● **TEXT SEGMENT**:
[Start]

Singtel won the contract to help rebuild Nestlé’s backbone, pitching its Cube solution as the orchestration layer that would act as a digital conductor for the company’s global infrastructure.

Instead of relying on fragmented systems across hundreds of countries, Nestlé can now monitor the performance, security, and traffic flows of its networks (such as private 5G, MPLS, and satellites) through a single platform. Cube is designed to provide enterprises with a consolidated view of their digital estate while reducing the complexity of managing end-to-end connections, from the edge of a plantation to the heart of a data centre.

“What we want to do is simplify connections from the edge to the cloud and reduce complexity for our enterprise clients, including Nestlé. Cube allows Nestlé to have a unified view of its digital/network infrastructure, which was previously lacking. Besides visibility, Cube also delivers observability, automation, and proactive capabilities,” says Ng Tian Chong, CEO of Singtel Singapore, in the same interview.

[End]

● **STATED EXERCISE 1**:
Shift every outline coordinate in the answers of the records by -120, leaving the coordinates in the requests and sample formats unchanged. Write out everything from the start of the records down to the line containing "95], [124, 95]]", requests included, but omit the picture.

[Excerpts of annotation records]
[Start]

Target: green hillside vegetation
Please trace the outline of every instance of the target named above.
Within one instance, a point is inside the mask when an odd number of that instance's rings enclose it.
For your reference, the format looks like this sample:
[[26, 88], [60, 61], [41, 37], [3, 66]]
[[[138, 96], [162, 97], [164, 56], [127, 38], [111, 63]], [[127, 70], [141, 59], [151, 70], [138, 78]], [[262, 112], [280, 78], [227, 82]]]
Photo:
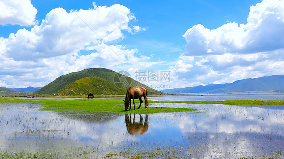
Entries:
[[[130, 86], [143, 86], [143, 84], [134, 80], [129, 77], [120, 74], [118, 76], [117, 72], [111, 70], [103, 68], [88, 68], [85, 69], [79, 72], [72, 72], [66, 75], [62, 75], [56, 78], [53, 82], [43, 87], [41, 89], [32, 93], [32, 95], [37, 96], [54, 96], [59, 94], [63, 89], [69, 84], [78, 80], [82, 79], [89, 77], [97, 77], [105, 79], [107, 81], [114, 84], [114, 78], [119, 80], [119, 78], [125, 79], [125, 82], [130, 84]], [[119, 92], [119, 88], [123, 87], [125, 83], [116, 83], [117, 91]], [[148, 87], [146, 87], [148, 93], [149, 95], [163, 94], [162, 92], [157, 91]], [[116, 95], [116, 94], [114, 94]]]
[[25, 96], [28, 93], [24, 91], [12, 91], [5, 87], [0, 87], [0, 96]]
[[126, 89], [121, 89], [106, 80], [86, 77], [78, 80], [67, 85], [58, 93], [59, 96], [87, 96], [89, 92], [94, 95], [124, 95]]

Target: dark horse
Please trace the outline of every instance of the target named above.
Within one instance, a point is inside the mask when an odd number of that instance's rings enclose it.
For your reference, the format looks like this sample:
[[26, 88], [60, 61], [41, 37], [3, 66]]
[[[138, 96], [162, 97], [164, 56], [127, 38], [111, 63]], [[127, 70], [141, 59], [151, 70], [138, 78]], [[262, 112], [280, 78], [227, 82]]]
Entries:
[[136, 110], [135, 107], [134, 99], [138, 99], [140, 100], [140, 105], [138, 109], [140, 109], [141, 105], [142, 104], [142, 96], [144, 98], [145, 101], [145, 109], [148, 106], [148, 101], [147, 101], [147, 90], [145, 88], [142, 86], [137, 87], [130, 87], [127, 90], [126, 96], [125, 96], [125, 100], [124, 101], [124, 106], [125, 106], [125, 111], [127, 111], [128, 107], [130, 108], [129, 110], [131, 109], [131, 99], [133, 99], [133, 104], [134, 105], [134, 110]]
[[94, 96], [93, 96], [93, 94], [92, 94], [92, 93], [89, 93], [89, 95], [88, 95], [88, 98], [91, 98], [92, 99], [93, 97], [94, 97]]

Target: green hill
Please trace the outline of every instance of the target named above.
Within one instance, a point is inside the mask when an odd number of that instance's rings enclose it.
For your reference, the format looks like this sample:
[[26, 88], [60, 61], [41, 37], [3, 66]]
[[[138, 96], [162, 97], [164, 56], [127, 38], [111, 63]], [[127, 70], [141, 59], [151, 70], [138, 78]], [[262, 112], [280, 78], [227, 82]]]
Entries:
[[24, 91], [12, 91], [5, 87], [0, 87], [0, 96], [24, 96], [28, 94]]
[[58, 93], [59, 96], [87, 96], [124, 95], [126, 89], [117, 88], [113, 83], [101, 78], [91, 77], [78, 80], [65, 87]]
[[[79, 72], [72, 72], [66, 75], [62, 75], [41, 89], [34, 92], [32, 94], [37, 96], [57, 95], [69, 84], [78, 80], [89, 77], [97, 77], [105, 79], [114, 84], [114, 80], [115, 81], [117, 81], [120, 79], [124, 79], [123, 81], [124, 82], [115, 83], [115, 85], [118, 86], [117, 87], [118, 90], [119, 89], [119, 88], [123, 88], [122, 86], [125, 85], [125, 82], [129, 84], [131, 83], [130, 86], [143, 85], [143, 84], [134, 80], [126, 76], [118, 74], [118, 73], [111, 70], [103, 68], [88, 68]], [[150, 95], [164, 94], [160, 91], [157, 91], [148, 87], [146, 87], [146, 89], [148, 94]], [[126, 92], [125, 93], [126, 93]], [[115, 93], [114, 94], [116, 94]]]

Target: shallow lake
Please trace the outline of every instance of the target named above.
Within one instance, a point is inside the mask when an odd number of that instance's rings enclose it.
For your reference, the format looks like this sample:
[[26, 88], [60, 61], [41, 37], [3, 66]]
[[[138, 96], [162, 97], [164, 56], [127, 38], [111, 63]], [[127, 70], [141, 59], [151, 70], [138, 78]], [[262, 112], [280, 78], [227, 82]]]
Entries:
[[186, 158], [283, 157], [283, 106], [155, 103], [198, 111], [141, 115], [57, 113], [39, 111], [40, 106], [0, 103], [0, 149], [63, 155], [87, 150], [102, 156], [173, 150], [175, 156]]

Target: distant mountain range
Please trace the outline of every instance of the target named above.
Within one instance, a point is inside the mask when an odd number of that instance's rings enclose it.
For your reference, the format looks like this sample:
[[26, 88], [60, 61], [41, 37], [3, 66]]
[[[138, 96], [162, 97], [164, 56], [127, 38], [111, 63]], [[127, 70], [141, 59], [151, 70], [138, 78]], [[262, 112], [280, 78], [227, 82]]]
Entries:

[End]

● **STATED EXERCISE 2**:
Quote everything from "Instead of relying" down to "the same interview." in the text about Singtel and Nestlé.

● **FINAL ANSWER 1**:
Target: green hillside vegetation
Please trace the outline of every instance of the target named above.
Within one instance, a point is inside the mask when an odd number of that instance's rings enclose it.
For your reference, the format looks like this sample:
[[26, 88], [60, 61], [41, 37], [3, 66]]
[[[138, 96], [162, 97], [164, 56], [127, 38], [111, 63]], [[127, 70], [141, 59], [151, 70], [138, 78]], [[262, 112], [280, 78], [227, 82]]]
Photo:
Entries:
[[[10, -34], [23, -34], [23, -36], [14, -40], [9, -43], [0, -46], [-2, -44], [-3, -48], [-9, -50], [-17, -52], [-32, -52], [-35, -51], [-41, -48], [-48, -48], [-54, -45], [-58, -45], [-64, -42], [-67, -38], [-77, -33], [-79, -31], [-88, -27], [-88, -25], [-83, -24], [-66, -24], [-61, -26], [-57, -31], [-51, -36], [-42, -40], [-38, -41], [-31, -43], [-23, -43], [-15, -41], [-13, -39], [-6, -36], [-6, -42], [-1, -40], [-1, -42], [5, -41], [5, -38], [10, -36]], [[-1, -28], [-1, -32], [3, -33], [5, -37], [-4, -37], [-3, -29]], [[28, -33], [26, -33], [28, -27], [29, -25], [43, -26], [42, -28], [37, -29]], [[-4, -25], [-4, -26], [-6, -26]]]
[[-95, -24], [-92, -27], [-96, -29], [-108, -29], [-115, -33], [-120, -33], [-120, -24]]
[[6, -31], [1, -31], [-14, -40], [-34, -43], [-42, -40], [-53, -35], [-62, -27], [-61, -24], [-33, -24], [-31, -28], [-26, -25], [4, -25]]

● **FINAL ANSWER 2**:
Instead of relying on fragmented systems across hundreds of countries, Nestlé can now monitor the performance, security, and traffic flows of its networks (such as private 5G, MPLS, and satellites) through a single platform. Cube is designed to provide enterprises with a consolidated view of their digital estate while reducing the complexity of managing end-to-end connections, from the edge of a plantation to the heart of a data centre.

“What we want to do is simplify connections from the edge to the cloud and reduce complexity for our enterprise clients, including Nestlé. Cube allows Nestlé to have a unified view of its digital/network infrastructure, which was previously lacking. Besides visibility, Cube also delivers observability, automation, and proactive capabilities,” says Ng Tian Chong, CEO of Singtel Singapore, in the same interview.